Late last year my mother died of mesothelioma, inhaling the asbestos fibres from cutting fibro sheeting in the early 50s when she helped to build her family’s ‘new’ fibro workers cottage at Redland Bay.  She then lived in the cottage, with the cut fibro ends exposed and ‘unsealed’ for a further 8 years.  Her breathing wasn’t noticeably impacted until her 60s and obviously there was no treatment. In her last 12 months, the results from inhaling the fibres some 70 years earlier were debilitating.

And while asbestos occurs naturally, it is has been a little eye-opening to see that it has been used by people since day dot:

  • The Egyptian pharaohs were wrapped in asbestos cloth to protect their bodies from deterioration.
  • Around 400 years BC, historical texts have the Greeks using asbestos shrouds to wrap their dead before their bodies were tossed onto the funeral pyre, to prevent their ashes from being mixed with those of the fire itself.
  • King Charlemagne of France had a tablecloth made of asbestos to prevent it from burning during the accidental fires that frequently occurred during feasts and celebrations.
  • Knights of the First Crusade used a catapult to fling flaming bags of pitch and tar wrapped in asbestos bags over city walls during their sieges.
  • In 1280, Marco Polo wrote about clothing made by the Mongolians from a “fabric which would not burn” and he visited an asbestos mine in China.

Equally the diseases stemming from the mining and processing of asbestos, and the devastating outcome, have been identified for thousands of years. The Roman historian Pliny the Elder (who lived between 61 & 112AD), wrote of a “disease of slaves,” inflicting the slave workforce involved in the mining and processing of asbestos. He described the use of a thin membrane from the bladder of a goat or lamb used by the slave miners as an early respirator in an attempt to protect them from inhaling the harmful fibres.

WORK TASK 1 – Decide whether each statement agrees with the asbestos text, answering yes or no and quoting the words of the text that settle it: (a) The mother's breathing was noticeably affected in her 40s. (b) Charlemagne owned a tablecloth made of asbestos. (c) Marco Polo visited an asbestos mine in India.
WORK TASK 2 –
Answer these questions from the asbestos text:
(a) Where was the family's fibro workers cottage built?
(b) The thin membrane the slave miners used as an early respirator came from the bladder of which animals?
(c) Who used a catapult to fling flaming bags wrapped in asbestos over city walls?
The rows are not required for either task.

Data records –
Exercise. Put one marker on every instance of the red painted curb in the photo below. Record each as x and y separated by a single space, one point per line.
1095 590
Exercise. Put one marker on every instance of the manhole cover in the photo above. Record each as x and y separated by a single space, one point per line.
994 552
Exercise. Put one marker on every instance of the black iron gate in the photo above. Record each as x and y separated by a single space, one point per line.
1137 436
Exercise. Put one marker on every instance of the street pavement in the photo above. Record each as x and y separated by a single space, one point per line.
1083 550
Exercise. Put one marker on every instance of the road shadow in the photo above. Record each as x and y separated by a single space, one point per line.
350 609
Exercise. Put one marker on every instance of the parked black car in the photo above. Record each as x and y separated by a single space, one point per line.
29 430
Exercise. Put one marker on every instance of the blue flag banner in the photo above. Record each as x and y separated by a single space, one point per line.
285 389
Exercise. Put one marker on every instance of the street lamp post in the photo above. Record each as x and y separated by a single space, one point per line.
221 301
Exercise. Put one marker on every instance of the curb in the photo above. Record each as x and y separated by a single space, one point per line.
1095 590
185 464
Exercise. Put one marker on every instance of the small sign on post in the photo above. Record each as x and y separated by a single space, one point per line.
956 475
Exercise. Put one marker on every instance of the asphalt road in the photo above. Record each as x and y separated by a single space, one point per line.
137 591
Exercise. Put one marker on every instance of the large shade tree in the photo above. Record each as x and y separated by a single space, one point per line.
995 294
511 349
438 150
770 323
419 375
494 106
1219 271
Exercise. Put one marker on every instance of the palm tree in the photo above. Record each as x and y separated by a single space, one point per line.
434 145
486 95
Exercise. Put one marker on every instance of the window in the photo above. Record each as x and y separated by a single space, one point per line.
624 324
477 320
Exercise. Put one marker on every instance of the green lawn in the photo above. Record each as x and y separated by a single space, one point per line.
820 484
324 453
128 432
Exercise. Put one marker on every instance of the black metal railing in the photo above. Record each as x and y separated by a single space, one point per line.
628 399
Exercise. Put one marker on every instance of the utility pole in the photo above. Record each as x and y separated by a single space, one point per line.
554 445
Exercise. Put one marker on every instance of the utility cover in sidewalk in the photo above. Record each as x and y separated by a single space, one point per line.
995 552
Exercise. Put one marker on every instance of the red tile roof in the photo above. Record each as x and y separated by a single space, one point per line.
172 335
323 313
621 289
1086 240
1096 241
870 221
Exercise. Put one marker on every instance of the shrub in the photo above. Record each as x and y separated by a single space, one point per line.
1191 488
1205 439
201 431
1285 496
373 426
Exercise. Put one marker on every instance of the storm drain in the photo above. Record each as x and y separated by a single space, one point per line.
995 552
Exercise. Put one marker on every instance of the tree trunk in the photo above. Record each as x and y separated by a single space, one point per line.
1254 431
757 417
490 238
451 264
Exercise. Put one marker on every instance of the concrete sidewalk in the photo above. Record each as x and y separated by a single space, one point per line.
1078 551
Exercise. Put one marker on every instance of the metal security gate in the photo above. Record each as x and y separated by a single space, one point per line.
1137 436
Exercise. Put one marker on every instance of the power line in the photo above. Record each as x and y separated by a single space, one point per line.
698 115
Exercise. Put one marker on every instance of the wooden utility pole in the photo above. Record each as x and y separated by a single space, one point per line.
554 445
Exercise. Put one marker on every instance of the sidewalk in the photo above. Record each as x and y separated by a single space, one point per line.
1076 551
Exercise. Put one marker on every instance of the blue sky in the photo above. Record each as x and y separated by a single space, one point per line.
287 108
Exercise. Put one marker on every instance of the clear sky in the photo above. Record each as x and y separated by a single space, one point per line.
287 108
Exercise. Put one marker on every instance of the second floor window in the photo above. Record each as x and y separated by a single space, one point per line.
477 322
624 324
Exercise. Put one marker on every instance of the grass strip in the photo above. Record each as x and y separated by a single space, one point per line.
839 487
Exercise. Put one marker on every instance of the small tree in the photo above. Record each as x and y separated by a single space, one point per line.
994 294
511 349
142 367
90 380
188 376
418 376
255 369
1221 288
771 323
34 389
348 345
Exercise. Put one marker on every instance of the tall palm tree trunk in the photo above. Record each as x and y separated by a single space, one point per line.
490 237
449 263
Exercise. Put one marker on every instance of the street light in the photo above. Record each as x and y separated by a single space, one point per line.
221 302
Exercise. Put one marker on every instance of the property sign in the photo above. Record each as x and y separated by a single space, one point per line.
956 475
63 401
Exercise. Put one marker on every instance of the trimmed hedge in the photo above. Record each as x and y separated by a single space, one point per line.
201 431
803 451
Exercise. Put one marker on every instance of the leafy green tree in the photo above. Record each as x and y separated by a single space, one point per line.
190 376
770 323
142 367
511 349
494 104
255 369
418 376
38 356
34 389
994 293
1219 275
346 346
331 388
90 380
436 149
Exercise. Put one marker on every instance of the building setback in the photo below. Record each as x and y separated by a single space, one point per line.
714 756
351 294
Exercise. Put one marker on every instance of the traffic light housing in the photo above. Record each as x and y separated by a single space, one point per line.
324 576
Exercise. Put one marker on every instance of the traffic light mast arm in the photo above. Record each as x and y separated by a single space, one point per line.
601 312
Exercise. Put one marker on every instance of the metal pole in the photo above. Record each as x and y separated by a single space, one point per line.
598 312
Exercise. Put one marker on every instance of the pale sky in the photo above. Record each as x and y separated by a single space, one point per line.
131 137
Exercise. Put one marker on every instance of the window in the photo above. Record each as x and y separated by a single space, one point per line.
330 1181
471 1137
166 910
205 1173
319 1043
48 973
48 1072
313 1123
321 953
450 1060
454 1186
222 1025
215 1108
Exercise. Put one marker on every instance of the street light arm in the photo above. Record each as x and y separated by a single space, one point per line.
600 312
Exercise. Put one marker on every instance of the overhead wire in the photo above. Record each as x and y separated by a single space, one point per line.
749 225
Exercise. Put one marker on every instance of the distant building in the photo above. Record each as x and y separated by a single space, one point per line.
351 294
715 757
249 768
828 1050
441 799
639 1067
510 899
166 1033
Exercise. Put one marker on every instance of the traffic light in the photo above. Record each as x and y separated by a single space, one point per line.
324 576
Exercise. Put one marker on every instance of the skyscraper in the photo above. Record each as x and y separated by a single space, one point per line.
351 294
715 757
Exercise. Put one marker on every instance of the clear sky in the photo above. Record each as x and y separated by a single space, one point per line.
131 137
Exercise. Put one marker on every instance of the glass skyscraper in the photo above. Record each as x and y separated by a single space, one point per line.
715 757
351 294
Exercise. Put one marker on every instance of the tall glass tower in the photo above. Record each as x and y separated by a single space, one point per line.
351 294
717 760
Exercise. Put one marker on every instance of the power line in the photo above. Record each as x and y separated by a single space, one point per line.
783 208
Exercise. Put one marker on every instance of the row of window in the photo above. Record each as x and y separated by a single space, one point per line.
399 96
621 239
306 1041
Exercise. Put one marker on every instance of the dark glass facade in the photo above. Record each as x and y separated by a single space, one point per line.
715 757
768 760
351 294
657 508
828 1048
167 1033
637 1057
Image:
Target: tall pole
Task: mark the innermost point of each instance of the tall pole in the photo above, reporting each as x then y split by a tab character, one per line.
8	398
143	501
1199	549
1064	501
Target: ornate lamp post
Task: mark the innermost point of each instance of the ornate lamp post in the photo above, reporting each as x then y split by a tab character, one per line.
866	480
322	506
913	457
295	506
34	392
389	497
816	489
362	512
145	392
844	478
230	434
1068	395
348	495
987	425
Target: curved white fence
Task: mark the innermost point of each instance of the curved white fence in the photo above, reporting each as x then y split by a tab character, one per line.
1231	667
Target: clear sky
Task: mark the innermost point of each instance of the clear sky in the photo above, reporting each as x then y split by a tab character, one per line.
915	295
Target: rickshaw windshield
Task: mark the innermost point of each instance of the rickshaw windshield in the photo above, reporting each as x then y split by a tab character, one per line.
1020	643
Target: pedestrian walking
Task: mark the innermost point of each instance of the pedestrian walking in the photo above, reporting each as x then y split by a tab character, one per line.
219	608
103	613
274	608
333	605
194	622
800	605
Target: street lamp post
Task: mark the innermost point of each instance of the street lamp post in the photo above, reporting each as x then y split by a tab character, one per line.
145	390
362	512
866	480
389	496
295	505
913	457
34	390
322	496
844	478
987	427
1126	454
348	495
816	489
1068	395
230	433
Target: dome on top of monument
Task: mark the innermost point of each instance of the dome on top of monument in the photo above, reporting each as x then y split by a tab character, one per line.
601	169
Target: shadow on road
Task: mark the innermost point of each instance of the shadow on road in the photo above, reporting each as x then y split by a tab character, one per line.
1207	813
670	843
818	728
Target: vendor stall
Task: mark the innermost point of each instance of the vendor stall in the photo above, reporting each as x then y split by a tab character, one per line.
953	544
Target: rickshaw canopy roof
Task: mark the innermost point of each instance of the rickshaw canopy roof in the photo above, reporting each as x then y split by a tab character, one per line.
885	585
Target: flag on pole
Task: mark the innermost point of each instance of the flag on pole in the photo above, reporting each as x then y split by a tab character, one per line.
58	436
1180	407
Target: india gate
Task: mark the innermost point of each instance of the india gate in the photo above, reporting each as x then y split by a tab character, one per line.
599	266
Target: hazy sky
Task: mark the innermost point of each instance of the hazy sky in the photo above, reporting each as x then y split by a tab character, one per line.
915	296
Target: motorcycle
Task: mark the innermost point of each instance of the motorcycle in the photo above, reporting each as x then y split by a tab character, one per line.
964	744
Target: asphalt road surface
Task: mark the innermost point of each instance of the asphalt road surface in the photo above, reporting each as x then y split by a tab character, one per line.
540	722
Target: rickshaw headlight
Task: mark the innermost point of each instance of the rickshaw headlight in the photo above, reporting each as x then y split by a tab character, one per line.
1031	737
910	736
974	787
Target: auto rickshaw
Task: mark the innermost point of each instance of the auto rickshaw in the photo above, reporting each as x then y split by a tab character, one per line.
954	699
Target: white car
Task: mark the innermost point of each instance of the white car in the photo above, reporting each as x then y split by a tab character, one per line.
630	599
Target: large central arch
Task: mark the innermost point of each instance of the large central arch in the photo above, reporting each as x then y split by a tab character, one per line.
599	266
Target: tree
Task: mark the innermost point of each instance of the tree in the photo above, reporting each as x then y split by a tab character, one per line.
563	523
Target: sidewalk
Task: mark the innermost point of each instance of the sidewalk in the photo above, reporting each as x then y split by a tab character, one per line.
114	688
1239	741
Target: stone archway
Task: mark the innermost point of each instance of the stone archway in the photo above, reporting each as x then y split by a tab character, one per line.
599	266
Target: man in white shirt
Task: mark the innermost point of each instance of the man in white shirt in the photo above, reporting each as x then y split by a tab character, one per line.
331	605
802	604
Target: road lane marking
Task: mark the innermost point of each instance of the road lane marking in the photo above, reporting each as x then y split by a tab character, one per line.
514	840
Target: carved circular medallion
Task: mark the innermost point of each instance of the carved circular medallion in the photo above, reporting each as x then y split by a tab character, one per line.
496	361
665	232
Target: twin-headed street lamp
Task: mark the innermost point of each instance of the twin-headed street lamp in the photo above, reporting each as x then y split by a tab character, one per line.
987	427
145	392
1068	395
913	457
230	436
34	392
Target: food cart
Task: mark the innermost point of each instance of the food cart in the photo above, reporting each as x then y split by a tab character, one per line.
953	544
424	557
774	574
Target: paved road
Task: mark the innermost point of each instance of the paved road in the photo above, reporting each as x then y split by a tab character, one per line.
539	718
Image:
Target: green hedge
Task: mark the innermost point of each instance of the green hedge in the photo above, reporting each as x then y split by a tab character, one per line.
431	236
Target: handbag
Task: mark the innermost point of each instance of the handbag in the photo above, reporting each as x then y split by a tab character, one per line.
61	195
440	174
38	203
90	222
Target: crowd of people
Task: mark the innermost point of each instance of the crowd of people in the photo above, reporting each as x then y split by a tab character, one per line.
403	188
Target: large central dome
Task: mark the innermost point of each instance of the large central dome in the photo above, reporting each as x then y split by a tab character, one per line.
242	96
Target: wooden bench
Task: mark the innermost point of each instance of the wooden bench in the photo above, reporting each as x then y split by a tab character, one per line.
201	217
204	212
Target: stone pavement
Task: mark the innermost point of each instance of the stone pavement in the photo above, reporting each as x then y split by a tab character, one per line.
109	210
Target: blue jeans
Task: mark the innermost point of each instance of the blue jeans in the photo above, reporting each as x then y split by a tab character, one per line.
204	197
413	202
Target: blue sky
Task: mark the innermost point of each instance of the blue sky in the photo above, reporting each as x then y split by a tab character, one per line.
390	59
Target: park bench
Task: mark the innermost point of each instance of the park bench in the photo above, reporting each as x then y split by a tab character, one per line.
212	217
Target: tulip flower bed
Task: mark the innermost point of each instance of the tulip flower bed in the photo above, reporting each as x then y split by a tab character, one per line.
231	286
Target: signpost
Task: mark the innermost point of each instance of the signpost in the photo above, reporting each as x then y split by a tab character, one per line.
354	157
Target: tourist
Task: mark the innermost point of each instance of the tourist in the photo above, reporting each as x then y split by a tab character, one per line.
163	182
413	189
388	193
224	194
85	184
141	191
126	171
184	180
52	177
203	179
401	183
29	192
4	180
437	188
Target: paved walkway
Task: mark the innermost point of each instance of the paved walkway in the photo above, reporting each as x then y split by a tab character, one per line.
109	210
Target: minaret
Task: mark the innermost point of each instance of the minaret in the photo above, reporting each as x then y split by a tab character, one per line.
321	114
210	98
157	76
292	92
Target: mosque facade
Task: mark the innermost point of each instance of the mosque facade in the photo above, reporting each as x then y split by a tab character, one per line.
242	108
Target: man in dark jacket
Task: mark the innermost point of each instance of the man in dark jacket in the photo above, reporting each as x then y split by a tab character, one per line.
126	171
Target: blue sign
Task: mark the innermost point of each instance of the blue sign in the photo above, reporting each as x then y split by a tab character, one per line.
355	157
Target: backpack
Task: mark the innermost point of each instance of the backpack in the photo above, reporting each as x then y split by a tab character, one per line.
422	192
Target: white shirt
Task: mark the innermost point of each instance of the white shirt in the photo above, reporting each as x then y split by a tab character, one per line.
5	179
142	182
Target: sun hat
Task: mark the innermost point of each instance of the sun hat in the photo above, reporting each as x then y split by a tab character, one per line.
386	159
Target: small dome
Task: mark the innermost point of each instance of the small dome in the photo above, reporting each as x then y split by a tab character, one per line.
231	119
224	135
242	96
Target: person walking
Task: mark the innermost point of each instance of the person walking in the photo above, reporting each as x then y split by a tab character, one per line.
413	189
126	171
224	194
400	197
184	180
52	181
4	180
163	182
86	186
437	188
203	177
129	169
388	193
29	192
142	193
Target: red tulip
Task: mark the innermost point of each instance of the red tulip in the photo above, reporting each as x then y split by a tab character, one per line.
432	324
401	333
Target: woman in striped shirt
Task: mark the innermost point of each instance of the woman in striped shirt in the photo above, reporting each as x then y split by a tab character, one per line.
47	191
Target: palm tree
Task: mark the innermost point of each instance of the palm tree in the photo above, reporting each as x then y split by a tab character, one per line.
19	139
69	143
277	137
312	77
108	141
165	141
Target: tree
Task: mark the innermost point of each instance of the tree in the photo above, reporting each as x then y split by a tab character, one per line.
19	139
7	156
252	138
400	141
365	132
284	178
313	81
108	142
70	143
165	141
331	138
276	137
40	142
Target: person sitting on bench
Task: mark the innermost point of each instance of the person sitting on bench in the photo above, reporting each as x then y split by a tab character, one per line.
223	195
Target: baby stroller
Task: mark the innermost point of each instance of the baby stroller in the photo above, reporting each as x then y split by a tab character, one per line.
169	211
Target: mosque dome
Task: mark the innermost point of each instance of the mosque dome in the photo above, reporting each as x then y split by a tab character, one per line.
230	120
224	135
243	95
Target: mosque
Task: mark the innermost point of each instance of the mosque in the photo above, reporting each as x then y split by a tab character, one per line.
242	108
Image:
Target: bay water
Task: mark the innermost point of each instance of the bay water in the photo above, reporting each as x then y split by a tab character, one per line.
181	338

EXERCISE OUTPUT 1 –
(a) No: "Her breathing wasn’t noticeably impacted until her 60s"
(b) Yes: "King Charlemagne of France had a tablecloth made of asbestos"
(c) No: "he visited an asbestos mine in China"

EXERCISE OUTPUT 2 –
(a) Redland Bay
(b) A goat or lamb
(c) Knights of the First Crusade